SUPPLIED PASSAGE:
In prior art SRAM applications, the SRAM data is typically clocked through a series of pipeline stages. In these applications, the speed of the system is established by the slowest element response time, which establishes the clocking rate for the memory system. Further, these prior art data SRAM applications typically rely on error-free data accuracy, since the data being handled may be CPU instructions or data whose accuracy must be fully preserved when reading and writing, and having very low introduced error rates is not only essential, but the subject of many error detection and correction methods to ensure very high data accuracy.
A new type of processing system used in artificial intelligence networks and information processing architectures is known as a Neural Network (NN), and does not have these error-free data processing constraints. In certain NN applications, the data is handled asynchronously in independent stages, and does not rely on pipeline stage processing with fixed pipeline stage processing times governed by a system clock. Additionally, in certain processing applications such as image processing, because of the vast amount of data being processed by the NN, and the inherent random noise already present in the data, these NN applications may not require a high degree of accuracy in reading data, and are insensitive to random additional errors introduced by memory data retrieval errors with a noise variance smaller than the noise variance of the data used for training or inference. In other NN applications, the data precision requirement is low, and only the high order (most significant) bits of data are important or in use, and the low order (least significant) bits of data may be corrupted or lost without loss of accuracy of the inferences formed by the NN processor. However, prior art SRAMs do not provide flexibility in accuracy, but may have higher power consumption, neither of which would be helpful in certain neural network data processing applications.
A new memory architecture is desired which provides the ability to trade off memory access time with accuracy of retrieved data and power consumption, and to provide an arrangement of data in the memory array which provides incrementally greater accuracy for most significant bit data than for least significant bit data.
OBJECTS OF THE INVENTION
A first object of the invention is a memory array which provides a shorter bitline path for most significant bits (MSB) of a memory word than for least significant bits (LSB).

SET TASK 1:
Please repeat the SRAM passage from "A new memory" to "significant bit data.", swapping "power consumption" for "energy use".
SET TASK 2:
Pick up the SRAM passage after its final sentence and keep writing.

DATASET RECORDS:
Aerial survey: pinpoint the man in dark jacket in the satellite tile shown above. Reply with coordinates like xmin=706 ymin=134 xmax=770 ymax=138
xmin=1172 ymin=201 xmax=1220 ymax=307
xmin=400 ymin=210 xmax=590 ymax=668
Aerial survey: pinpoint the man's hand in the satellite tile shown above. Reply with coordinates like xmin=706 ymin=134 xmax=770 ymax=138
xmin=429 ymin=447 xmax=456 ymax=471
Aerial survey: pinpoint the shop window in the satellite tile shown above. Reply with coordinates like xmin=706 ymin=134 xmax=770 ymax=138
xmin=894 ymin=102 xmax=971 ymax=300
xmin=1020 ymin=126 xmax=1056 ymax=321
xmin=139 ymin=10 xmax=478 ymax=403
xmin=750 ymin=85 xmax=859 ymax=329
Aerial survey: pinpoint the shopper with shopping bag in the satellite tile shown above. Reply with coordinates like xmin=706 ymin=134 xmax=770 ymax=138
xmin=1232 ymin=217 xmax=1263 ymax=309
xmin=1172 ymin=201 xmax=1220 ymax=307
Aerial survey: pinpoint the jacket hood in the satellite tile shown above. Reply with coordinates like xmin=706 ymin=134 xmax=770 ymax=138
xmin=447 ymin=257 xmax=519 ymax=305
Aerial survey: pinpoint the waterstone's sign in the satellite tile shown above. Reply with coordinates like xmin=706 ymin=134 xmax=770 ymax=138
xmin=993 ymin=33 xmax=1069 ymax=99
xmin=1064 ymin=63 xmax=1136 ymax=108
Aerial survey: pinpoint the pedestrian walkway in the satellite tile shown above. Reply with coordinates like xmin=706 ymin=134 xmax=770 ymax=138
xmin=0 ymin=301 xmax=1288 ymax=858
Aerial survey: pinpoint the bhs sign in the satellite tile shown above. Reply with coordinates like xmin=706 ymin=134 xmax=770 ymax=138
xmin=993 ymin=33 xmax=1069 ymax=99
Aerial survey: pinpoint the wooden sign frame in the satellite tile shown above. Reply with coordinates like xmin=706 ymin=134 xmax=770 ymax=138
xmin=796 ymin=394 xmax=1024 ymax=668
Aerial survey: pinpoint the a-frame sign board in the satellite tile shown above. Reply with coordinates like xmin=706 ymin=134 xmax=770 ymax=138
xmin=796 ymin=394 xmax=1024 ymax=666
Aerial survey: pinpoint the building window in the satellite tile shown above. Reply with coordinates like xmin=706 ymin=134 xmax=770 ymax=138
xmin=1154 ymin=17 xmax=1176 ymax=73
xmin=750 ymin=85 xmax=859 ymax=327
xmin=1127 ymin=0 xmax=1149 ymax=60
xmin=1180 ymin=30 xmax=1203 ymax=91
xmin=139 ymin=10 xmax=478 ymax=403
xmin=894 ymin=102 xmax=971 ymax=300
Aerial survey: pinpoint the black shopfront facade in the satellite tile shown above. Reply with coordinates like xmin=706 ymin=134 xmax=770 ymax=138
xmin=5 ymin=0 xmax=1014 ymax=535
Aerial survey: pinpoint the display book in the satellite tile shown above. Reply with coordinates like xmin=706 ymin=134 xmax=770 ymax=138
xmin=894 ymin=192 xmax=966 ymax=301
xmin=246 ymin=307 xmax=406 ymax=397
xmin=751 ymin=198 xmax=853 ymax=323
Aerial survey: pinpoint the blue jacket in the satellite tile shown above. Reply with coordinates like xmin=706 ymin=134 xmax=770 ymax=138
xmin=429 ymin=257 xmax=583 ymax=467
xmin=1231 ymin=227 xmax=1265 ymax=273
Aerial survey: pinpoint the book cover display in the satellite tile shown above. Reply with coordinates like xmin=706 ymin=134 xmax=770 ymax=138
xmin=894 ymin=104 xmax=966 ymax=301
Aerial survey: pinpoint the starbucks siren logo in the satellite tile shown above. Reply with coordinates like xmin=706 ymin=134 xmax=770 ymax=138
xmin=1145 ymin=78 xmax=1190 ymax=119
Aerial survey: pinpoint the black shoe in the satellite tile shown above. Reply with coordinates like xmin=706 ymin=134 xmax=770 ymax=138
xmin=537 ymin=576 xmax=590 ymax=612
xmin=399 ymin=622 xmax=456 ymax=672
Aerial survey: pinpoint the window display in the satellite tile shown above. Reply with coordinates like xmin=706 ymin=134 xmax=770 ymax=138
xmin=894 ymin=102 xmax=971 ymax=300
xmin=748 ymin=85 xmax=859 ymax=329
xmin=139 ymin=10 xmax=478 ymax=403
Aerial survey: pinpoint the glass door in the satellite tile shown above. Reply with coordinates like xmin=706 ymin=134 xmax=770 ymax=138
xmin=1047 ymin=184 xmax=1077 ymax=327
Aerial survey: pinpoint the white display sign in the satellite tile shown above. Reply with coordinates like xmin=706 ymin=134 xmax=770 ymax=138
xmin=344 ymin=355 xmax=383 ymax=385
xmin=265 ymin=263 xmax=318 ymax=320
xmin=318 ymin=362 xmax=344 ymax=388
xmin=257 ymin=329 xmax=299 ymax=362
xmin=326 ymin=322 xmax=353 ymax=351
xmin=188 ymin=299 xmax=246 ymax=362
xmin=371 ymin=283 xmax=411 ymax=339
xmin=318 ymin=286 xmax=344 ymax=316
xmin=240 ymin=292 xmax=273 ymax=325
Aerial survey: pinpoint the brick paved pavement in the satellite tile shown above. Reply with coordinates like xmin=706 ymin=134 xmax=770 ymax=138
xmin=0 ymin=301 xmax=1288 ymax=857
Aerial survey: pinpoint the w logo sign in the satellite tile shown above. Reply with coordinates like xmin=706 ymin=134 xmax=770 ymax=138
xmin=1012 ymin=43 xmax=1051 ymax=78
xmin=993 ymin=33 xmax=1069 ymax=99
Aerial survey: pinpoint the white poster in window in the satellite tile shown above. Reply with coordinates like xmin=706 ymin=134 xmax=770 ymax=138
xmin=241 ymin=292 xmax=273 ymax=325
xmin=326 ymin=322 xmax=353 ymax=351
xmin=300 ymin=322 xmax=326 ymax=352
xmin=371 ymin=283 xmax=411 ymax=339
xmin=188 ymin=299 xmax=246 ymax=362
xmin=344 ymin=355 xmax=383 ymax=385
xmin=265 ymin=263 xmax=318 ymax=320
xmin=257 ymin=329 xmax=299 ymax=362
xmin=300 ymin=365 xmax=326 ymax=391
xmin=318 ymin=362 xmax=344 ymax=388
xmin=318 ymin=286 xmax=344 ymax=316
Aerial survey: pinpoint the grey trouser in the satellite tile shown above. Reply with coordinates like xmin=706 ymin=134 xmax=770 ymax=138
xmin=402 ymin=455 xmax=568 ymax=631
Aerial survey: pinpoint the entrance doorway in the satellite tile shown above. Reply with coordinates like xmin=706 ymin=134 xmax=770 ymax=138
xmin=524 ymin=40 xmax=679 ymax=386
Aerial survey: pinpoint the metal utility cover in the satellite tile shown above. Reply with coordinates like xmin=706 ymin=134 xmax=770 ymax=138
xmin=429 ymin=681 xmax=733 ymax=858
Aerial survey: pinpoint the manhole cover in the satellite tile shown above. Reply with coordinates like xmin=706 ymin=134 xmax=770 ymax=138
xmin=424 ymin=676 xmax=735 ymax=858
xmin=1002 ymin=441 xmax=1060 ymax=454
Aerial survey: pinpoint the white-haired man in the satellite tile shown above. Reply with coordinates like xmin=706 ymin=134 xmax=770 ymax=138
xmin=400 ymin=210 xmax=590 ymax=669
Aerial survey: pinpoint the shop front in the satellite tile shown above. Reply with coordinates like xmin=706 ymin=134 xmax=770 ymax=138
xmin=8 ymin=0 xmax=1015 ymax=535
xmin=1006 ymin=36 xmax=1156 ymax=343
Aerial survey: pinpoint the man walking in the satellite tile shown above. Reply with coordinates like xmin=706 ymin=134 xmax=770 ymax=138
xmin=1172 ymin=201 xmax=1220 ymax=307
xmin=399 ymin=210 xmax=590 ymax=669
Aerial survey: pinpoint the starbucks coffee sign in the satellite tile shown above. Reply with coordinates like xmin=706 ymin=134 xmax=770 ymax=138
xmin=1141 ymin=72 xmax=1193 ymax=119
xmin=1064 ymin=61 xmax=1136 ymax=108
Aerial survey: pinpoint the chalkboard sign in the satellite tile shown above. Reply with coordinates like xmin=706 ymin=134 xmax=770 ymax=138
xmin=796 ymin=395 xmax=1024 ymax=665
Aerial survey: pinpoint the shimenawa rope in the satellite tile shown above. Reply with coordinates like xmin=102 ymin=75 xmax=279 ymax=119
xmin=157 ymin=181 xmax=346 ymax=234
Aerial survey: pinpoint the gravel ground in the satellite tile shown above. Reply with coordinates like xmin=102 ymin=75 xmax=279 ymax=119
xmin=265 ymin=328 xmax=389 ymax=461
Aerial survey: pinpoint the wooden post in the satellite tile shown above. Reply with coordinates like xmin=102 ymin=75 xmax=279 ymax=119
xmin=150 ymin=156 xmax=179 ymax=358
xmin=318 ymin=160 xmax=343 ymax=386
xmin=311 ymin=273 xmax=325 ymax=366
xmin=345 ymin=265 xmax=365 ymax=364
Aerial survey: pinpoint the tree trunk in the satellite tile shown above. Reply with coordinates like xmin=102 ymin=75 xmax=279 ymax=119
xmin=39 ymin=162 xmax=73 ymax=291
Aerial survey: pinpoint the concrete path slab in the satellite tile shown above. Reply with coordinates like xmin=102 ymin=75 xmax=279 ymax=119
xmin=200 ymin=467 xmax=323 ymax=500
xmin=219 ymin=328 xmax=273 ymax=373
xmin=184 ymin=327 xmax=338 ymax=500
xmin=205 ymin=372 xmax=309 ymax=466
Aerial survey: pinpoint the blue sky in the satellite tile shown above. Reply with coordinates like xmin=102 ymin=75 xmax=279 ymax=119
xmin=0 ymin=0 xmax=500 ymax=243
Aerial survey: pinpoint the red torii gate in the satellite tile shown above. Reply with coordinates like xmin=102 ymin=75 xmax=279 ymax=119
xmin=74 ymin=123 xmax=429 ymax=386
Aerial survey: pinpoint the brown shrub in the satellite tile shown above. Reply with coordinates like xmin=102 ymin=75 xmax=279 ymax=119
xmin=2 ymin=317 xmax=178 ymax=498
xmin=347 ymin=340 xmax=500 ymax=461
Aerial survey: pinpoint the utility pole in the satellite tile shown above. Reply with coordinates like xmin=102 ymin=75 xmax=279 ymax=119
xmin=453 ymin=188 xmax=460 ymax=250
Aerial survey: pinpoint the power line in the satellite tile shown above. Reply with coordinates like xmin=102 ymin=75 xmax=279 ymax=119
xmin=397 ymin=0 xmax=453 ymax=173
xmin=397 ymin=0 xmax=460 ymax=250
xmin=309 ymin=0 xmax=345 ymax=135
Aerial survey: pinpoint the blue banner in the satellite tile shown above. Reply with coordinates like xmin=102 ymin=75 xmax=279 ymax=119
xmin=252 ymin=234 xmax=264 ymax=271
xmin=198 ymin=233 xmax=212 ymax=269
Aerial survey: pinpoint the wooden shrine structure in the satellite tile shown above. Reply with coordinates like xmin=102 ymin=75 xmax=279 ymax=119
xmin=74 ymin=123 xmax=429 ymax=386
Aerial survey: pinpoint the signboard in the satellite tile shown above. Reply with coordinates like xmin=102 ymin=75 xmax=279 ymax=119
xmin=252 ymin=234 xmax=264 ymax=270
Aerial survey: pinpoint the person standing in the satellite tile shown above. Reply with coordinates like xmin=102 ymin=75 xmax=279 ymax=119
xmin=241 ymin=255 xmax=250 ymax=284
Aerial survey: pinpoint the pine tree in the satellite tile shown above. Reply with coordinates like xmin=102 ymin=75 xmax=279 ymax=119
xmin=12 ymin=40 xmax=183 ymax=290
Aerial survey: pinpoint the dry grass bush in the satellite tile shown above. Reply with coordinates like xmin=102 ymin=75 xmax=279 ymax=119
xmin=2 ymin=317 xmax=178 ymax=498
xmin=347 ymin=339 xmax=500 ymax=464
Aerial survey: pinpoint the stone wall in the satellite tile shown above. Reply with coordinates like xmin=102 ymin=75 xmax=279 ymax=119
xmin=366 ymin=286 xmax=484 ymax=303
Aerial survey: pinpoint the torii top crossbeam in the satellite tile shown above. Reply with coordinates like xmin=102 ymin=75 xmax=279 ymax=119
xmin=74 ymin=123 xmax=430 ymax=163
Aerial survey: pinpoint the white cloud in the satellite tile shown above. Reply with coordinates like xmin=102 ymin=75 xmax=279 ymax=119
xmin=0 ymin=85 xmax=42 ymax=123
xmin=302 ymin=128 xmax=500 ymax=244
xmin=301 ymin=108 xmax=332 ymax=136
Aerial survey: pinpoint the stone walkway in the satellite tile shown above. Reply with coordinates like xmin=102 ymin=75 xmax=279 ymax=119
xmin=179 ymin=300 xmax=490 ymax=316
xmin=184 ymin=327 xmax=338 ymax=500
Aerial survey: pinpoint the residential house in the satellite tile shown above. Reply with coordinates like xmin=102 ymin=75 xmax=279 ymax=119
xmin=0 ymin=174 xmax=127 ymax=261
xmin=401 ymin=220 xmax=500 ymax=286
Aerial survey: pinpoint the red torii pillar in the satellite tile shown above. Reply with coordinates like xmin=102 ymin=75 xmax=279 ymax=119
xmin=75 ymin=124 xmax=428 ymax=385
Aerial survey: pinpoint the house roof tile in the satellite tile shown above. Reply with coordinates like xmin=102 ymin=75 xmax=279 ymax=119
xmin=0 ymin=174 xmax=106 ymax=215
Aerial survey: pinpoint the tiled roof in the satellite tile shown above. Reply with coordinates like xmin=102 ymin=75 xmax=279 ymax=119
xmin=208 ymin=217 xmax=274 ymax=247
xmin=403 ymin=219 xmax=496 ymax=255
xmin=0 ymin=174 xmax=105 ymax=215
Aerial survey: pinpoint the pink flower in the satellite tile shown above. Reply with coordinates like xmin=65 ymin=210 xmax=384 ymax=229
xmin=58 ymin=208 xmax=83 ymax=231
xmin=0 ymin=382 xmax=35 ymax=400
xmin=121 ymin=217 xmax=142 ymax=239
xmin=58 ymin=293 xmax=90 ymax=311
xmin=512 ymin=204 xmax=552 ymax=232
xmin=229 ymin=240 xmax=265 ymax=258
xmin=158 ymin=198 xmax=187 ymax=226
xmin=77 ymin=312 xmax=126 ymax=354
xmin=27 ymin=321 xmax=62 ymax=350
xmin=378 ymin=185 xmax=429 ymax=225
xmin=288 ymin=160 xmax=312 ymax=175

RESPONSE 1:
A new memory architecture is desired which provides the ability to trade off memory access time with accuracy of retrieved data and energy use, and to provide an arrangement of data in the memory array which provides incrementally greater accuracy for most significant bit data than for least significant bit data.

RESPONSE 2:
A second object of the invention is a memory array comprising:
- a top memory cell array accessed by activating a wordline which causes the top memory cell array to output data onto one or more bitlines;
- a bottom memory cell array accessed by activating a wordline which causes bottom memory cell array to output data onto one or more bitlines;
- a wordline controller configured to examine output data from the one or more bitlines, the wordline controller modifying a wordline pulse width until at least two of the following distinct error states occur:
- a high error rate where an MSB of a memory cell has an error rate in the range of 2% to 15%, or approximately 10%;
- a moderate error rate where an MSB of a memory cell has an error rate in the range of .5% to 2%, or approximately 1%;
- a low error rate where an MSB of a memory cell has an error rate in the range of 0.005% to 0.5%, or approximately 0.1%
- an error-free error rate where an MSB of a memory cell has an error rate less than 0.00034%.
SUMMARY OF THE INVENTION
A static random access memory (SRAM) comprises at least one memory cell array whereby a memory cell array is activated by at least one wordline which is driven by a controller. The memory cell array has output bitlines where each activated memory cell asserts output data to an input/output (IO) controller, which provides the output data to an output port of the SRAM. The controller is configured to modify a pulse width of the at least one wordline until a particular output error rate is reached, where the output error rate may be selected to fall into at least two and preferably four or more ranges, such as a high error rate of approximately 10% error rate for an MSB of a memory cell, a medium error rate of approximately 1% for an MSB of a memory cell, approximately 0.1% for an MSB of a memory cell, and an error-free rate which may be defined as less than six sigma (corresponding to an error rate less than 0.00034). In one example of the invention, the memory cell array is configured such that a wordline has a shortest length from a controller source to a memory cell column for low memory address such as 0x0000 (0x prefix indicating hexadecimal notation), and a longest length for a high memory address such as 0xFFFF for a 64 K 32 bit word memory of the present examples. In another example of the invention, the activation of a memory cell by the wordline results in the memory cell providing a plurality of bitlines carrying the memory cell output data, where the memory bits are assigned such that a bitline for an MSB is shorter than a bitline for a corresponding LSB of the same memory address.
A wordline driver has a variable width control line, such that the width of an activation signal carried by the wordline can be shortened to reduce power consumption of the memory in exchange for increased error rate, and the wordline driver can be configured to provide a high error rate, medium error rate, low error rate, or error free operation in exchange for memory speed and power consumption. A calibration routine is provided which enables the association of a wordline pulse width for each of the associated error rates.
BRIEF DESCRIPTION OF THE DRAWINGS
FIG. 1A is a plan view of a memory cell array with IO, control, and drivers, showing a longest wordline path.
FIG. 1B is a plan view of a memory cell array with IO, control, and drivers, showing a shortest wordline path.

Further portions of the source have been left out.